### TASK INPUTS
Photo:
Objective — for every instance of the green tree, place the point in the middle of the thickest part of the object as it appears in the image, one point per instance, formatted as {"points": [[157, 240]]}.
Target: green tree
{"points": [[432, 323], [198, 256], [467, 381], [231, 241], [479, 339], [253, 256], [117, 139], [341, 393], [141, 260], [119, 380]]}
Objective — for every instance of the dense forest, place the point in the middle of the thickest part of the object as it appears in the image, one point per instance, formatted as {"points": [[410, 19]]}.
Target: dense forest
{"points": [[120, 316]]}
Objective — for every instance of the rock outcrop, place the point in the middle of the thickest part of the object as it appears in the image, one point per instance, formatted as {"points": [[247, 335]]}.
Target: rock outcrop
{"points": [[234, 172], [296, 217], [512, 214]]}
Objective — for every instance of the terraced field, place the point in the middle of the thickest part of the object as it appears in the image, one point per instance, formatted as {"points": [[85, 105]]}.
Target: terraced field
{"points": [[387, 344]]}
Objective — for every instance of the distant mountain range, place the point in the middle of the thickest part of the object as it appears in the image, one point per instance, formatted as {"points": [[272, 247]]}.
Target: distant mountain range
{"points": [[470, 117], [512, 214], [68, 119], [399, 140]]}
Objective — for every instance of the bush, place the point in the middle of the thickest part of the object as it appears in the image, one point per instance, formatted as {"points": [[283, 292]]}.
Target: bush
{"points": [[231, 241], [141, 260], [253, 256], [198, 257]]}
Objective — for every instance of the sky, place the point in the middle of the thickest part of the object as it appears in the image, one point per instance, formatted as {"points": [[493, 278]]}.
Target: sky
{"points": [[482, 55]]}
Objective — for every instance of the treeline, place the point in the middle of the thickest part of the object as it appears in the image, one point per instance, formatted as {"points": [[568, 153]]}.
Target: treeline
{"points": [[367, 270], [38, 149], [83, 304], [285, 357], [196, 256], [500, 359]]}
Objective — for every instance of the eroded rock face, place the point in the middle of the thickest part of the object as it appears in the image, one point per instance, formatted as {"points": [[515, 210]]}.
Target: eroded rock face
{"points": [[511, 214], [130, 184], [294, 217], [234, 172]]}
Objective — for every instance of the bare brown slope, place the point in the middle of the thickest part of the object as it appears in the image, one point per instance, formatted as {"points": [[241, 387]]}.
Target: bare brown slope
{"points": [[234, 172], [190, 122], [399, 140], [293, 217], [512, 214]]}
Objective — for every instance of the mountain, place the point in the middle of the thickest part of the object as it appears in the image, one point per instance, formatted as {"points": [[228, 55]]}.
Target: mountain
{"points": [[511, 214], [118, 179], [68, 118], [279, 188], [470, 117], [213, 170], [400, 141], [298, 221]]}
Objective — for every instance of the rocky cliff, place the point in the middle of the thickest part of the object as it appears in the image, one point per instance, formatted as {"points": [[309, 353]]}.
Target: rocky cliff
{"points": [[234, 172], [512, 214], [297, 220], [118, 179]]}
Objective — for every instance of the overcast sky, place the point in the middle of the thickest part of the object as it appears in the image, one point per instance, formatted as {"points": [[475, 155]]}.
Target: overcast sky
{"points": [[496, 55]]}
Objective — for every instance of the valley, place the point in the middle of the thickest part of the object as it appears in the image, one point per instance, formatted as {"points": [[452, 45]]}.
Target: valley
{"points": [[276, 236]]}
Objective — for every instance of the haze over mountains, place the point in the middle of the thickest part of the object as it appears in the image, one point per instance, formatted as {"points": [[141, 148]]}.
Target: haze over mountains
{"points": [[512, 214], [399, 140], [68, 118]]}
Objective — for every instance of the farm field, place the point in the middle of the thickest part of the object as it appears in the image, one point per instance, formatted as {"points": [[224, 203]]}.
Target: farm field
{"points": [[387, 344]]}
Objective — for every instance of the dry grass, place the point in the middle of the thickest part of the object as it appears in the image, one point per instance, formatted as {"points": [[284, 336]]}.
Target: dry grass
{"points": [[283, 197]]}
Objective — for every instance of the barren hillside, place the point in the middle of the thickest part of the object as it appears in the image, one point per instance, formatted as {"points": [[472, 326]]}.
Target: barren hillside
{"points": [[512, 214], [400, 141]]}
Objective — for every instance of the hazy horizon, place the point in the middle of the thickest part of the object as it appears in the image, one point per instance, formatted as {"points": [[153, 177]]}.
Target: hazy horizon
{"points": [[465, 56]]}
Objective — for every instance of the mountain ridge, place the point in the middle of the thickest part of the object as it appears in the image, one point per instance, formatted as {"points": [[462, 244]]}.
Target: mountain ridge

### WHAT IS EXPECTED
Go through the entries and copy every line that has "ridge".

### RESULT
Objective — for every instance of the mountain ridge, place the point in the middle of the thickest part of the object as it appears in the image, one point per instance, formatted as {"points": [[462, 244]]}.
Target: mountain ridge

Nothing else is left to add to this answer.